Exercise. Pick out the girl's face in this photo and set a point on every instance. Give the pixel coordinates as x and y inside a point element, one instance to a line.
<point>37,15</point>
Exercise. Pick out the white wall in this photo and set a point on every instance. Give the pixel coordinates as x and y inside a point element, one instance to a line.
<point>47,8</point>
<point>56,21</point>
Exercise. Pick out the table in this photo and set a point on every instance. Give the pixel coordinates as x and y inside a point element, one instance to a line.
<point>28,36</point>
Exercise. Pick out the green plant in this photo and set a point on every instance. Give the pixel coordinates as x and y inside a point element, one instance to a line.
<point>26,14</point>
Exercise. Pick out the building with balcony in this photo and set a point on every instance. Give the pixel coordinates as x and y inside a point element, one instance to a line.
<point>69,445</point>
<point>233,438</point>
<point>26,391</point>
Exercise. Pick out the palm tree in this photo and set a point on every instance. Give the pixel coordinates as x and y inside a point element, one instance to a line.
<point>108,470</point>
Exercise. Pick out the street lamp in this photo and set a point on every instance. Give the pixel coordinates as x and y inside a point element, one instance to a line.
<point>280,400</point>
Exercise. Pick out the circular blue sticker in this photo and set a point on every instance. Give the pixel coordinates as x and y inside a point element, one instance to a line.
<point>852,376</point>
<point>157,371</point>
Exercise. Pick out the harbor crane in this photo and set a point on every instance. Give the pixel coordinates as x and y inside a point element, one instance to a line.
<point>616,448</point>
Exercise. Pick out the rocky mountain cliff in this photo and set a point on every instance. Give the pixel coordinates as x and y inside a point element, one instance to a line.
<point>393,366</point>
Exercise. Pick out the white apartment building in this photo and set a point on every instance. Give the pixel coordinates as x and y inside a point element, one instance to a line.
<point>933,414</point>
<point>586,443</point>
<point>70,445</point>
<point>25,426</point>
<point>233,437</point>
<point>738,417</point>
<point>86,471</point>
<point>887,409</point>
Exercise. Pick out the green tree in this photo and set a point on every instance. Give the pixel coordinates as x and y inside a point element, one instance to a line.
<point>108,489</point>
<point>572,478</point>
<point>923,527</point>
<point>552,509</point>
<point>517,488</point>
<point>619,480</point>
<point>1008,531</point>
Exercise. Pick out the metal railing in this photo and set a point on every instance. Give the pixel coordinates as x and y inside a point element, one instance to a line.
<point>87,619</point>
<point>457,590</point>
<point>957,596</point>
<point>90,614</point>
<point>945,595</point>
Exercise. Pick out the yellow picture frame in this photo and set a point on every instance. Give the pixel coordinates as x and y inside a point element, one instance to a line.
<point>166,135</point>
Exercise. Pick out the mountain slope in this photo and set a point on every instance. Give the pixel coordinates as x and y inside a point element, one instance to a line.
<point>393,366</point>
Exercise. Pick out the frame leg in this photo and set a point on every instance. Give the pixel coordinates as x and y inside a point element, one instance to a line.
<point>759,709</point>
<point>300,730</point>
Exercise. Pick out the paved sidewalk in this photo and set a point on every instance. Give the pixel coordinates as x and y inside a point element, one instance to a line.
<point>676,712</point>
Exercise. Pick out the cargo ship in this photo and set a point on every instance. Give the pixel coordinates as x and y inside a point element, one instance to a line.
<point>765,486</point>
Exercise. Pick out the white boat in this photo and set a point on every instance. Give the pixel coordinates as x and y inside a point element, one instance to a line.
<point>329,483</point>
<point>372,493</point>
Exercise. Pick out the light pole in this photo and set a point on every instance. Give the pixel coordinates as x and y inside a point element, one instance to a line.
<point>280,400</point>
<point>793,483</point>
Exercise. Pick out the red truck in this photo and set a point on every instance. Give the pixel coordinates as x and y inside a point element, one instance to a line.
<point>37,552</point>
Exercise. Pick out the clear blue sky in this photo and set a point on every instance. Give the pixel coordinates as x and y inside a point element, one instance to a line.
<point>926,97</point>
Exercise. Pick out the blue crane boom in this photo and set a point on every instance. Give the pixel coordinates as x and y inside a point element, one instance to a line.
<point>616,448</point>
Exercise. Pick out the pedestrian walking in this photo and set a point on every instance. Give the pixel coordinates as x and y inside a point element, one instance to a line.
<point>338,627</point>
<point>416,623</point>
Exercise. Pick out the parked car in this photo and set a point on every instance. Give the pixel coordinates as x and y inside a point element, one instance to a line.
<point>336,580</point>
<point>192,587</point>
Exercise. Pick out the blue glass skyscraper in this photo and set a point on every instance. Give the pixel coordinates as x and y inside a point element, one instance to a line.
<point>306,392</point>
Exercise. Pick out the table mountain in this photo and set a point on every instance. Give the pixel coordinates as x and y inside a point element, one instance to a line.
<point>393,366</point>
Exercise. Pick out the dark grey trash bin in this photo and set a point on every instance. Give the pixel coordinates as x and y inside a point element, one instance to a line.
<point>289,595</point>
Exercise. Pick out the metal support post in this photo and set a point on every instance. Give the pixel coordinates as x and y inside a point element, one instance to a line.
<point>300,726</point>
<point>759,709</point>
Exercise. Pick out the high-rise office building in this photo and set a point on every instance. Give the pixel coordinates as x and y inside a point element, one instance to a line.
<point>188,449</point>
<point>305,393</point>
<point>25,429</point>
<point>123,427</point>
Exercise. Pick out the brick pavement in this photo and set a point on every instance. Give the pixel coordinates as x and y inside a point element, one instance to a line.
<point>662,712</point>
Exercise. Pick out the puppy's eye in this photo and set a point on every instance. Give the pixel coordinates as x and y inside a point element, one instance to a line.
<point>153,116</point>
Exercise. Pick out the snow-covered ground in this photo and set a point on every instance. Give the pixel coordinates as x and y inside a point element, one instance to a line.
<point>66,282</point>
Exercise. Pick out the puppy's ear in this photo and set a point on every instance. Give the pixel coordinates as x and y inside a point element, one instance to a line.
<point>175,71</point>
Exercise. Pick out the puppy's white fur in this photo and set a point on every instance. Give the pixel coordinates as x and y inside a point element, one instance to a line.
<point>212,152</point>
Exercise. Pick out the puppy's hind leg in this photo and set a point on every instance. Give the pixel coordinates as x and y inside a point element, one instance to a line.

------------------------------------------------------------

Given instruction: Restate word for word the lines from the one holding "Exercise. Pick out the metal support" to the end of the listing, both ends included, and nothing more.

Reply to the exercise:
Exercise. Pick out the metal support post in this photo and set a point on every instance. Give the pixel coordinates as x and y inside a point element, one instance to a line.
<point>300,726</point>
<point>759,709</point>
Exercise. Pick out the high-rise office building in this photo and set a point on every instance. Give the pixel coordinates as x and y inside a point element, one instance to a line.
<point>188,449</point>
<point>305,393</point>
<point>25,429</point>
<point>123,427</point>
Exercise. Pick out the brick pavement in this photo and set a point on every instance. Give the pixel coordinates as x and y inside a point element, one instance to a line.
<point>662,712</point>
Exercise. Pick out the puppy's eye in this photo and set a point on every instance. Give the pixel coordinates as x and y inside a point element, one instance to a line.
<point>153,116</point>
Exercise. Pick out the snow-covered ground in this photo and set a point on every instance. Give the pixel coordinates as x and y inside a point element, one instance to a line.
<point>66,282</point>
Exercise. Pick out the puppy's ear in this photo and set a point on every instance. Give the pixel coordinates as x and y inside a point element, one instance to a line.
<point>175,71</point>
Exercise. Pick out the puppy's white fur in this photo and set a point on every instance. Give the pixel coordinates as x and y inside a point element, one instance to a line.
<point>212,152</point>
Exercise. Pick out the puppy's hind leg in this photo and set a point on every instance. Give the pixel coordinates as x and y inside a point element, one instance to a line.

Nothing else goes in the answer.